Rows ::
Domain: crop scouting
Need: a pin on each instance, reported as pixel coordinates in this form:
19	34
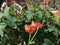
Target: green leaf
2	27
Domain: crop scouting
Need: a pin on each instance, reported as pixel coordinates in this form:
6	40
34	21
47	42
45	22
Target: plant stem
29	38
34	34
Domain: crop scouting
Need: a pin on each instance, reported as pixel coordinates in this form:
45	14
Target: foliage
12	26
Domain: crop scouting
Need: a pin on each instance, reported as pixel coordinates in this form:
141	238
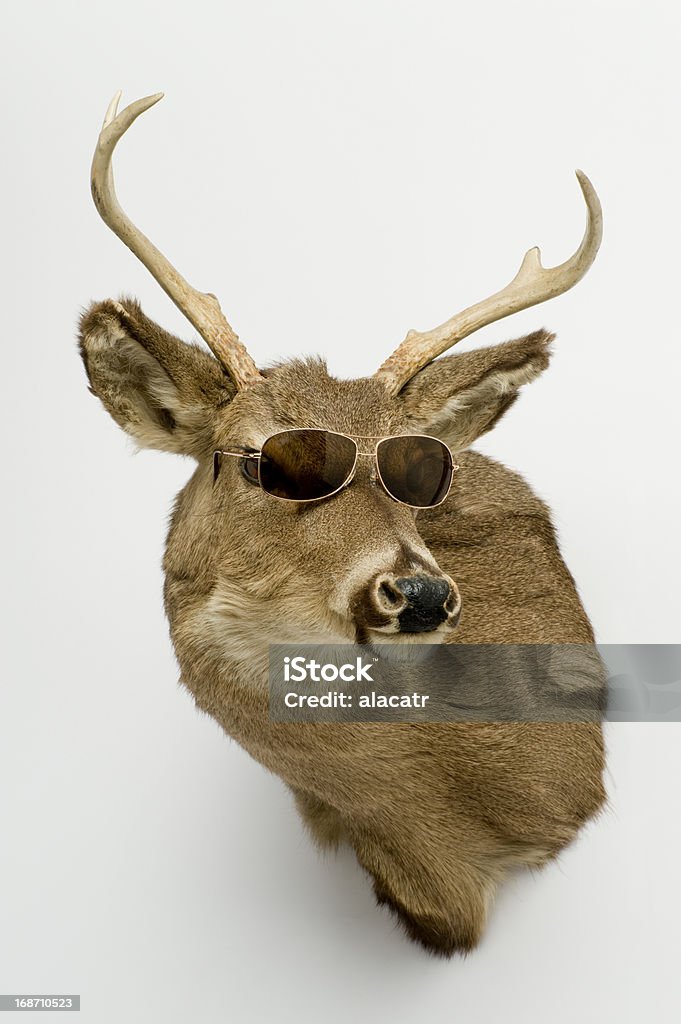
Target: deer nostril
390	594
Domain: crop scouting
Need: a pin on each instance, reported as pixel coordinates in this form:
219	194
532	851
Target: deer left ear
159	389
461	396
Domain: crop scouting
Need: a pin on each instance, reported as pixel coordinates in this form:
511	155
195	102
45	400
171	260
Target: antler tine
202	309
533	284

Short task :: Copy the records above exactly, omitting every picture.

Task solution ::
Domain: crop scouting
Need: a pin on each instance, reported as pixel coordinates in this form:
19	34
Target: green leaf
2	27
Domain: crop scouting
Need: a pin on each instance, reported as pixel coordinates in this form:
6	40
34	21
47	42
45	22
Target: plant stem
29	38
34	34
Domain: crop scouting
Need: a pin on each instance, reported as pixel coordinates in this form:
45	14
Target: foliage
12	26
Domain: crop scouting
Need: a pin on each instance, reported as pixel coordinates in this form:
141	238
Target: deer nostril
390	594
Domain: crop scouting
Need: a pin on each instance, reported as pixel coordinates in this form:
219	194
532	851
Target: deer left ear
159	389
461	396
Domain: crop scouting
Need: a pin on each instance, reported as pixel coordinates in this form:
511	155
195	102
45	400
171	260
Target: antler tine
202	309
533	284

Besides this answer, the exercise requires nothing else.